- _Data to process_:

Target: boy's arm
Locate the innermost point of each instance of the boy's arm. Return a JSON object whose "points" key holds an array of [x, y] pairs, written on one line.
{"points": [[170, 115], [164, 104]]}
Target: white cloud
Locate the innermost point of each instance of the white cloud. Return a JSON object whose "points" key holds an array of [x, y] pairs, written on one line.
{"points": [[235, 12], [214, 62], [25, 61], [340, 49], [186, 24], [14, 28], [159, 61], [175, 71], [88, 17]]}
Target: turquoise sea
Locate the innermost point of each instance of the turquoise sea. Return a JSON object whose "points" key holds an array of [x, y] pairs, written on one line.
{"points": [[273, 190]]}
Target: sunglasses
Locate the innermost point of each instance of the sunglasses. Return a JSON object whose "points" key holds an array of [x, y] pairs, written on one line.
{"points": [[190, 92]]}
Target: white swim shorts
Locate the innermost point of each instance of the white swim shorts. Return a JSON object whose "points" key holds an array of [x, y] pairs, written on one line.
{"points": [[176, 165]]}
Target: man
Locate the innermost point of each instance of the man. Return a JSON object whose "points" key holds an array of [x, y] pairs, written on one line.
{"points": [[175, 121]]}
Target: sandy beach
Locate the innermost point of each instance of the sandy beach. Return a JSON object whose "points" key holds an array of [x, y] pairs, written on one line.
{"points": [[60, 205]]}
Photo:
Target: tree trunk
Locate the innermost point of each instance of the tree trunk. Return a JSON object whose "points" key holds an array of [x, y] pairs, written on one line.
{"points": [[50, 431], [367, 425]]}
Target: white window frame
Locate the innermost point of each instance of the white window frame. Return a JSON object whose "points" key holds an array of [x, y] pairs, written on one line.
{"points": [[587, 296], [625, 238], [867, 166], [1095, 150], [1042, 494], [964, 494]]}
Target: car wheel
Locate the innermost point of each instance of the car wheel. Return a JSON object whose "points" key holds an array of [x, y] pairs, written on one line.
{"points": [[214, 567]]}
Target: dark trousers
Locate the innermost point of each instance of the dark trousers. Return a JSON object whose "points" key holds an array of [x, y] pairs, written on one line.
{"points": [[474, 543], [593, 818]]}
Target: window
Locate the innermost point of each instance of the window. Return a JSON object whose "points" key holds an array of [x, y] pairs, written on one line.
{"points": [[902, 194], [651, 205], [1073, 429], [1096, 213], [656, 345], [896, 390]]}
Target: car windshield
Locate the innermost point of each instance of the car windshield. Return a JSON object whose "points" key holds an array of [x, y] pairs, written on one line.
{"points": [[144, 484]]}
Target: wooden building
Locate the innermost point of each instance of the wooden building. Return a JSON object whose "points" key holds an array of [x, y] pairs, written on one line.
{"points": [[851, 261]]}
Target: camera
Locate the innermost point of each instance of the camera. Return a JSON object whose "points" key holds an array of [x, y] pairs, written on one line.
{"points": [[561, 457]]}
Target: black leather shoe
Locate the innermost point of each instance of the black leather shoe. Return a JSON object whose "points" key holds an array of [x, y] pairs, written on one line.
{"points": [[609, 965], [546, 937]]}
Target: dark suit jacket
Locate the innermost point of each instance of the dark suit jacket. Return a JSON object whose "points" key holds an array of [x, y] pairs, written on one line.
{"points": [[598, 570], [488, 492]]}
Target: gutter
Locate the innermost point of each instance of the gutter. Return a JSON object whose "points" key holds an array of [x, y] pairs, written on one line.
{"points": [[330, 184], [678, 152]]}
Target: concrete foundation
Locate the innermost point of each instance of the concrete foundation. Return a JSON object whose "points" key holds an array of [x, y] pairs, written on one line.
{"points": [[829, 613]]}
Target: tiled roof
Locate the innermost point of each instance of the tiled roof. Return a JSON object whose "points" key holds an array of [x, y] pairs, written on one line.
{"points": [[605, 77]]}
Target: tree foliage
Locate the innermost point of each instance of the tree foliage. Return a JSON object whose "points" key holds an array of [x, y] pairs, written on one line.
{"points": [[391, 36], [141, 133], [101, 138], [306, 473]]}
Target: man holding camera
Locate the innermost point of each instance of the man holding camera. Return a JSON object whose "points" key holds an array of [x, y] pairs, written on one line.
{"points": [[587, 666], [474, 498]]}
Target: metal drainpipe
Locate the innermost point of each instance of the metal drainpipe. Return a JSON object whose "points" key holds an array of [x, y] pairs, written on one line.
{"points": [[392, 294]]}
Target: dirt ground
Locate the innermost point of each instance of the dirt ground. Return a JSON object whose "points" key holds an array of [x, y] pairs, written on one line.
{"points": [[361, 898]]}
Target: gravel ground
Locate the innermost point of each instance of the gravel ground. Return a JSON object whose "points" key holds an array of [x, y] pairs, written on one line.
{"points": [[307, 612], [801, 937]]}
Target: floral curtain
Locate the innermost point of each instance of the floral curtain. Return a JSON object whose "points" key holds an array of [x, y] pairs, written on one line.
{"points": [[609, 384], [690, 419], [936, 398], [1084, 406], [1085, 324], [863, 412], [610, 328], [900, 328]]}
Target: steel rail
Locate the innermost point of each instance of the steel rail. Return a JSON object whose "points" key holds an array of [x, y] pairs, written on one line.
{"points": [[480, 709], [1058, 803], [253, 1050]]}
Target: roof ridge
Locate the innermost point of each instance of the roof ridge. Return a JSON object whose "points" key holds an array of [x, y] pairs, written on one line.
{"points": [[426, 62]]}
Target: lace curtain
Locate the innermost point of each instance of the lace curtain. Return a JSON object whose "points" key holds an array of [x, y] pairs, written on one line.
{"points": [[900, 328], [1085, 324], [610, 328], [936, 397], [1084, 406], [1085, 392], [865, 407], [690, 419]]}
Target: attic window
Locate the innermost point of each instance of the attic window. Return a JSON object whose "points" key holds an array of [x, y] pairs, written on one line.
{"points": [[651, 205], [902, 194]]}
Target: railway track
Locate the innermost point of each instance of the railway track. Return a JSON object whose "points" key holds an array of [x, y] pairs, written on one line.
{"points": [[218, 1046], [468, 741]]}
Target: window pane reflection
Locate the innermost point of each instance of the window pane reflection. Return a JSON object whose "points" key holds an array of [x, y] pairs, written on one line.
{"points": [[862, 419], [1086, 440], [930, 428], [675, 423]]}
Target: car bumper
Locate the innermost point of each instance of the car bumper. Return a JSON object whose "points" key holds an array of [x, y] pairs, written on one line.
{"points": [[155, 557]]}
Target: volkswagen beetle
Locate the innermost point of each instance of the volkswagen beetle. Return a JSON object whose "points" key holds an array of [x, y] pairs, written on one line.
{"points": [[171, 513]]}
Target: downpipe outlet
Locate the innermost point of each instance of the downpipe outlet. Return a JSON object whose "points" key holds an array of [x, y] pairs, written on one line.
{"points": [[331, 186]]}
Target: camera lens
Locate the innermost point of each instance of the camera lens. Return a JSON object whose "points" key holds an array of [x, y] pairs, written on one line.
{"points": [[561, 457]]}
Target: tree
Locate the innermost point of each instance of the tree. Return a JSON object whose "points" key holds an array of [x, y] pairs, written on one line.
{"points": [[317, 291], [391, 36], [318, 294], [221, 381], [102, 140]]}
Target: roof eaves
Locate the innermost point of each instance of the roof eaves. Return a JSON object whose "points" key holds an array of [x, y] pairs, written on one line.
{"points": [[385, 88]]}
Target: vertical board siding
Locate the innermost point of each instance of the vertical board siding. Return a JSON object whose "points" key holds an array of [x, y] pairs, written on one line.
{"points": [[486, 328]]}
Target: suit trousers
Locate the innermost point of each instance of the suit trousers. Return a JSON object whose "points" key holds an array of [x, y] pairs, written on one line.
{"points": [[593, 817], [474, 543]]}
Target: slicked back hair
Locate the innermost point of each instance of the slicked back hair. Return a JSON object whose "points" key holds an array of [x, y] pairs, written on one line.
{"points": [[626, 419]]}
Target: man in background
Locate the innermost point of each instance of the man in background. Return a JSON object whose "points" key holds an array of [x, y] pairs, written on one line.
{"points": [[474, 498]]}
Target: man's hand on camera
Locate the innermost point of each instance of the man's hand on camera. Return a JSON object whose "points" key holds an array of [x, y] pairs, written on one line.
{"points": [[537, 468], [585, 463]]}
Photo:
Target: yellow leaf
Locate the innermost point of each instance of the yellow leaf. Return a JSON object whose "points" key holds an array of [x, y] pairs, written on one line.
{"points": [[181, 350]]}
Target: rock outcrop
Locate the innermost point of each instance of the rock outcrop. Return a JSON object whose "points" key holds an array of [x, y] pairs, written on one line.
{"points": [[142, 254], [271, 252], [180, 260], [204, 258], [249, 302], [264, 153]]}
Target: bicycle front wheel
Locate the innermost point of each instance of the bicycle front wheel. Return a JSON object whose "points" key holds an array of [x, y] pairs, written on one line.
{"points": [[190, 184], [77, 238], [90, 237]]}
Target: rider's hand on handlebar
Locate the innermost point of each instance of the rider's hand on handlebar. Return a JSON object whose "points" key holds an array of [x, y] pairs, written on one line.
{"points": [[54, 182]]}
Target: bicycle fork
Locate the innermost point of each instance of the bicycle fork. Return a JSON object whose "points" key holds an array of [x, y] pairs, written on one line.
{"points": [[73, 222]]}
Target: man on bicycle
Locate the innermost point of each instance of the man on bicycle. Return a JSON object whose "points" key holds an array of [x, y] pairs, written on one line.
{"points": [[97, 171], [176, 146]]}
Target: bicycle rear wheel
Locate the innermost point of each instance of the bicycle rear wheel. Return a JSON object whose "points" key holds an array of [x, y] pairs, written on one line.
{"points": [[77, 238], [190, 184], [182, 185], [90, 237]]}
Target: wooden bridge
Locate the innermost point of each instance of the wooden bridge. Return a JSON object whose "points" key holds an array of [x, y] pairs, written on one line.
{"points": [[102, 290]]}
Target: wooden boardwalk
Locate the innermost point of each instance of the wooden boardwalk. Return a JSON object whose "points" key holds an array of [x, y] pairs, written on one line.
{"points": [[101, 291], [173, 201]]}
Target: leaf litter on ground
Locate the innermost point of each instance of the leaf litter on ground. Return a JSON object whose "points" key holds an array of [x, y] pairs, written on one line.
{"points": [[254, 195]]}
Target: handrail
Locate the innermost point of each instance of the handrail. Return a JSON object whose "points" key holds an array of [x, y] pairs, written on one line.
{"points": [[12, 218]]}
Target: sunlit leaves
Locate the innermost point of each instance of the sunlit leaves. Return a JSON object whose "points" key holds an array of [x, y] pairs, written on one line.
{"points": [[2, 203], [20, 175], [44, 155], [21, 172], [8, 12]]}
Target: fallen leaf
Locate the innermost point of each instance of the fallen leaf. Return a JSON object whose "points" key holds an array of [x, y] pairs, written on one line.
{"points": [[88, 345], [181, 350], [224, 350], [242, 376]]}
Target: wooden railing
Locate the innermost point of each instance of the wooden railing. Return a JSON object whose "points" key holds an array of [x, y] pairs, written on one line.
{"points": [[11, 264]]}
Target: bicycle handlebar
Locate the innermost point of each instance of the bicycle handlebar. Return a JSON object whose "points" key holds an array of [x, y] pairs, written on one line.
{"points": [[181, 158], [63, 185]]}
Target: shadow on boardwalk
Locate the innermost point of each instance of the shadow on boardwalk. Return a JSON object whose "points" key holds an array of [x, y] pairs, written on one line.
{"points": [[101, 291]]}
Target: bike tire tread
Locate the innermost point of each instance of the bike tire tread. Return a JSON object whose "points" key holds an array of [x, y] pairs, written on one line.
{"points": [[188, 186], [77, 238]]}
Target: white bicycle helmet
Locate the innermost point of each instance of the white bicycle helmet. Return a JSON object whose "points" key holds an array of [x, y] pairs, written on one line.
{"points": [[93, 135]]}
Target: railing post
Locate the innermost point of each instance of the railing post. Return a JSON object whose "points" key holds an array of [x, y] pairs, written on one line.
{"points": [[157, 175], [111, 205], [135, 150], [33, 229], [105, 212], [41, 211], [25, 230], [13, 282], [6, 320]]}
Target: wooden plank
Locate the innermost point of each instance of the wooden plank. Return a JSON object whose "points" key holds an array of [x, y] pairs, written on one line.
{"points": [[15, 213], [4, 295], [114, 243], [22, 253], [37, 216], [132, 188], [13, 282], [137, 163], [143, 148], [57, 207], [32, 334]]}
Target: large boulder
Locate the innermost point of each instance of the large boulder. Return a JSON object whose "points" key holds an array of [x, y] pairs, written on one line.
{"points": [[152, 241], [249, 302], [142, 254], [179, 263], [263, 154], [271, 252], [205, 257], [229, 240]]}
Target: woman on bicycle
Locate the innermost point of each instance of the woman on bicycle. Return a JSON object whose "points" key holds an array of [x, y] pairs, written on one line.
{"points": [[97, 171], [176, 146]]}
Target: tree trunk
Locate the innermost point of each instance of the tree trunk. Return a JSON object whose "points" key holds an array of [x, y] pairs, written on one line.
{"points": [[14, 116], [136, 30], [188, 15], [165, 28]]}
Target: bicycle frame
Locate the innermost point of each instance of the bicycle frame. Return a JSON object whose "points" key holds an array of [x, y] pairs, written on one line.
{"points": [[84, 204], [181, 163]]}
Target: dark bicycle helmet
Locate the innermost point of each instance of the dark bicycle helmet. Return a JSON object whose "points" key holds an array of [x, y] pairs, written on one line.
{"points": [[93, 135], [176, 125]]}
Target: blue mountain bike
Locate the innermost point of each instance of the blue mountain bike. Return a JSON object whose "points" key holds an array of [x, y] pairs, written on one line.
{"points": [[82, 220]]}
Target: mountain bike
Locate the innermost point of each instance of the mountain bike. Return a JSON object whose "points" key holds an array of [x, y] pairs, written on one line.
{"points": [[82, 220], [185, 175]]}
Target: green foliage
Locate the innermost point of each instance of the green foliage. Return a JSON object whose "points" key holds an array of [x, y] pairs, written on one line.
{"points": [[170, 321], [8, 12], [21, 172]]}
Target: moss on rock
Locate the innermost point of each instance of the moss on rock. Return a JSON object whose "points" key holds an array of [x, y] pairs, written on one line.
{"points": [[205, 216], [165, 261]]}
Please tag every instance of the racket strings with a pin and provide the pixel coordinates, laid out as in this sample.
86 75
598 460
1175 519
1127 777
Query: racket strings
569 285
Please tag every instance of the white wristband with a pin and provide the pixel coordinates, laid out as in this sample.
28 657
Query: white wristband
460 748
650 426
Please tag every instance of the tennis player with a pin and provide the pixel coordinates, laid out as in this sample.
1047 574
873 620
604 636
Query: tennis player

- _Problem to work on_: In the listing above, find the line with "the wooden bridge." and the line with "Target: sunlit leaves"; set down exactly those two lines and every line between them, nothing more.

- _Response for this exercise_:
Locate the innermost point of each instance of the wooden bridge. Return a JSON object whose "points" key holds an array of [x, y] pairs, written on one line.
{"points": [[102, 290]]}
Target: wooden boardwalk
Locate the innermost point of each instance of the wooden boardwalk. Return a JSON object whose "points" key holds an array of [x, y] pairs, written on one line.
{"points": [[101, 291], [173, 201]]}
Target: leaf litter on ground
Locate the innermost point of each instance of the leaf litter on ground. Return a JSON object whose "points" key holds an array of [x, y] pairs, written on one line.
{"points": [[254, 195]]}
Target: handrail
Locate the innermost point of each instance of the handrail. Return a JSON object whose "points" key holds an array of [x, y] pairs, written on one line.
{"points": [[12, 218]]}
Target: sunlit leaves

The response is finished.